What to produce:
In full and word for word, give the records again.

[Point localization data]
· · · · ·

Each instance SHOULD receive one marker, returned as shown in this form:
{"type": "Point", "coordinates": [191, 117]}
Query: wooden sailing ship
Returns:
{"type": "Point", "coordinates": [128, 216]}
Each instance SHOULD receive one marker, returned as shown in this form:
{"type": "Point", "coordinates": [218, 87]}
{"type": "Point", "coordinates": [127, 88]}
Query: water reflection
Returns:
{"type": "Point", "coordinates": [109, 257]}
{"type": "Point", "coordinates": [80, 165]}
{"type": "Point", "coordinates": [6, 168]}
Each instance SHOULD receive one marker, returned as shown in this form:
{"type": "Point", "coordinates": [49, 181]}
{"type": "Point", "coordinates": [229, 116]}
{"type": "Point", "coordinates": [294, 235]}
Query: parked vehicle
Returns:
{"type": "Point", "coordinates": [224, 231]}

· · · · ·

Exercise answer:
Each instance SHOULD receive one marker, returned as shown in this form:
{"type": "Point", "coordinates": [191, 117]}
Query: wooden sailing ship
Returns:
{"type": "Point", "coordinates": [128, 216]}
Each instance SHOULD receive one marker, returned as shown in this form:
{"type": "Point", "coordinates": [218, 87]}
{"type": "Point", "coordinates": [127, 88]}
Query: water reflection
Returns:
{"type": "Point", "coordinates": [109, 257]}
{"type": "Point", "coordinates": [80, 165]}
{"type": "Point", "coordinates": [6, 168]}
Each instance SHOULD receive one marker, returned as shown in this form:
{"type": "Point", "coordinates": [49, 181]}
{"type": "Point", "coordinates": [229, 116]}
{"type": "Point", "coordinates": [294, 235]}
Query: parked vehicle
Returns:
{"type": "Point", "coordinates": [224, 231]}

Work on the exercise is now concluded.